▶ _Information provided_:
----------------------------------------

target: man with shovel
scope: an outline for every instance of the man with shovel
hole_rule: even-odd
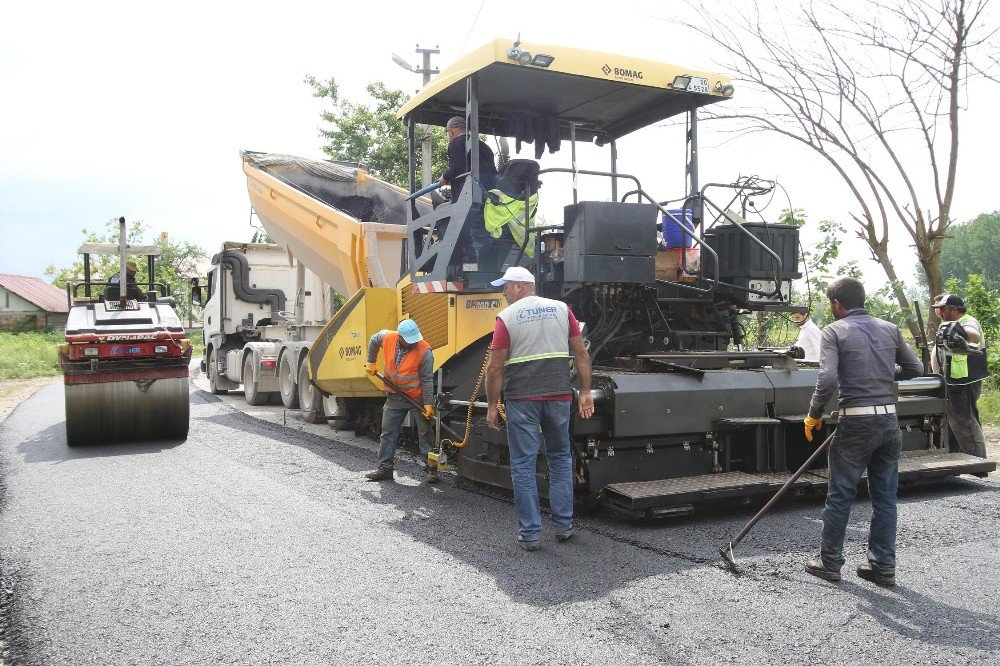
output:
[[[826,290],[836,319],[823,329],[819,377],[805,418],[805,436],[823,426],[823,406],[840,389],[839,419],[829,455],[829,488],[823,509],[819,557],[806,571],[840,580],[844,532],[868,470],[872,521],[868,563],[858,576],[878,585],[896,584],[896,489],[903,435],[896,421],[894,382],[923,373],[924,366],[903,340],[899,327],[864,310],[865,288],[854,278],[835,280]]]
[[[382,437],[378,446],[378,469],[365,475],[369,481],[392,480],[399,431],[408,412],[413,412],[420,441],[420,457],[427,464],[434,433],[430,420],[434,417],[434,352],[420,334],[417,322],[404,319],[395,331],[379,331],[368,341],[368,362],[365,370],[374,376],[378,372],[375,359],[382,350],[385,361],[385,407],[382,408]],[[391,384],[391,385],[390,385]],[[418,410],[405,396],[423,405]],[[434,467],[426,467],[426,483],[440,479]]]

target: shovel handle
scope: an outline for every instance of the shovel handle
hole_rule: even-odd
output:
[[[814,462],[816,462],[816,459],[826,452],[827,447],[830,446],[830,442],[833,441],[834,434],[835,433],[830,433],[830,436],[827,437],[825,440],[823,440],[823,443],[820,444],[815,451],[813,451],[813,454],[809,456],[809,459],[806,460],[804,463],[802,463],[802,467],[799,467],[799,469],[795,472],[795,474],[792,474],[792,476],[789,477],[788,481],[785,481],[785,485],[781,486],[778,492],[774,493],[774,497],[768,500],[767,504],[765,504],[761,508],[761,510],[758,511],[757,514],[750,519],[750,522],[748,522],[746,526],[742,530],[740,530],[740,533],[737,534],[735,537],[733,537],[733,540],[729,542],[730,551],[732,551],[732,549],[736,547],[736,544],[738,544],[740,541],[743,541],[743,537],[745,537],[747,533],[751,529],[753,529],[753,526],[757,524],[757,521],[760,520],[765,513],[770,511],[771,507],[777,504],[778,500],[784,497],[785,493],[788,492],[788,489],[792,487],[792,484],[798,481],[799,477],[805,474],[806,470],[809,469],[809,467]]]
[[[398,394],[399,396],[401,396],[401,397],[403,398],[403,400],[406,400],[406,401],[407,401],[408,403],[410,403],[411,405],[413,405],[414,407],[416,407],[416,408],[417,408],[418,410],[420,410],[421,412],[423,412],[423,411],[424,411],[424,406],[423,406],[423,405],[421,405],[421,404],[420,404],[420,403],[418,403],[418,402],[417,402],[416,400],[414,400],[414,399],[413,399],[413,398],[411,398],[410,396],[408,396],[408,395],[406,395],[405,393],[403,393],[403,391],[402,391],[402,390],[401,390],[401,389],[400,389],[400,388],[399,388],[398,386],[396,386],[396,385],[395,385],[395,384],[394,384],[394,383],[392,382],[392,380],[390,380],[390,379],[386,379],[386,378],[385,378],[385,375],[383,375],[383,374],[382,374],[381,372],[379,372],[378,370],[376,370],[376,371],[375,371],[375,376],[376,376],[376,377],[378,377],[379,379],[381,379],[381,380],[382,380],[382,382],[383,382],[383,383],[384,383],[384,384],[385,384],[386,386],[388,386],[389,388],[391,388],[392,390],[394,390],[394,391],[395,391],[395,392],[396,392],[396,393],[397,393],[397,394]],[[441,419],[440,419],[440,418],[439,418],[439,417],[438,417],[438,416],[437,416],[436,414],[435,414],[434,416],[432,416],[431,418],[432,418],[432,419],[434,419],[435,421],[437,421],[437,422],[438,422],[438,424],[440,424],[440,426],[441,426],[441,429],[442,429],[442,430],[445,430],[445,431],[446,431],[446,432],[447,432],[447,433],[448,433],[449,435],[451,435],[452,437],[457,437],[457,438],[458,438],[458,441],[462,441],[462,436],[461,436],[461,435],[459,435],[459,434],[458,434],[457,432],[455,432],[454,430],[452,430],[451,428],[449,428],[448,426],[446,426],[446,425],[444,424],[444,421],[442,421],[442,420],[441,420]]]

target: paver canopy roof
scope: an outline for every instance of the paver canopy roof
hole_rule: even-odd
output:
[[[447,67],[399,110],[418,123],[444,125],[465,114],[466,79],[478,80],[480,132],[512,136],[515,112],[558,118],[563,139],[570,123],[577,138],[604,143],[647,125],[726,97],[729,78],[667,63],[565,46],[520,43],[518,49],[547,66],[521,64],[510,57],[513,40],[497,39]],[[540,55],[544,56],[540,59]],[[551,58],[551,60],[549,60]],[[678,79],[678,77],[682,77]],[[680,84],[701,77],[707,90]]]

----------------------------------------

▶ _Aim of the exercise_:
Lines of the listing above that contain the word "outline" must all be copied.

▶ _Task output_:
scope: an outline for every instance of the man with shovel
scope: an outline for every instance of the shovel handle
scope: an outline for every instance of the paver canopy roof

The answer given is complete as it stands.